*** RECORD EXCERPTS
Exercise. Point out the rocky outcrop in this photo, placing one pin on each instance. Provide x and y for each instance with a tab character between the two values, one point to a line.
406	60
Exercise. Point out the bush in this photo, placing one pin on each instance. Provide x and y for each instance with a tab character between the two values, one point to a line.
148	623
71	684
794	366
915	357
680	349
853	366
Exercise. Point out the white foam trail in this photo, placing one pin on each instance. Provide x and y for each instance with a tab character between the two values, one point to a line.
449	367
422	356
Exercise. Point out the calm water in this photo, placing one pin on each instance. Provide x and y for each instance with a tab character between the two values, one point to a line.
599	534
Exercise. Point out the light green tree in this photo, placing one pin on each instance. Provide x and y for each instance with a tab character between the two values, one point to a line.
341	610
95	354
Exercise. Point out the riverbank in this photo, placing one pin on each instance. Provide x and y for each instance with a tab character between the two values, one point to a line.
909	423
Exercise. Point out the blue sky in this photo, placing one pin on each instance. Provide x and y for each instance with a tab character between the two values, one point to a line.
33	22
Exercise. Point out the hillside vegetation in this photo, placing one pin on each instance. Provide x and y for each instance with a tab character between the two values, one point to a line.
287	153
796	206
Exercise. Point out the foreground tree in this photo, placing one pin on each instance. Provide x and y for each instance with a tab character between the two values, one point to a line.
******
## EXERCISE INSTRUCTIONS:
Give the material above again, word for word.

## RESULT OF THIS TASK:
Exercise. Point out the rocky outcrop in this photo, placing one pin on each instance. Provide x and y for each instance with a tab character between the two values, one point to a line.
406	60
Exercise. Point out the bush in this photo, placing one pin on each instance. Provide x and y for each instance with a tab character between the two values, one point to a line.
148	623
71	684
794	366
915	357
680	349
853	366
Exercise. Point out the white foam trail in this photo, placing one pin on each instance. Provide x and y for each instance with a tab character between the two values, one point to a line.
449	367
422	356
Exercise. Point out the calm water in this photo, placing one pin on each instance. Provide x and y for each instance with a tab character between the two values, one point to a line.
599	534
Exercise. Point out the light green tree in this photo, placing one pin on each instance. Provide x and y for each instance with a tab character between the two values, one point to a line.
341	610
95	354
Exercise. Point out the riverbank in this photo, placing one pin on each instance. Provide x and y for each instance with a tab character between the two values, one point to a line.
909	423
Exercise. Point out the blue sky in this photo, placing one pin on each instance. Provide x and y for each instance with a tab character between the two values, one point to a line.
33	22
Exercise. Point out the hillside vegetation in this photo, placing one pin on each instance. Provide x and y for each instance with a tab character between the two values, one point to a line.
287	153
796	206
Exercise. Point out the foreground tree in this photo, placing one pin on each instance. Provide x and y for each instance with a tab character between the two values, one point to a line.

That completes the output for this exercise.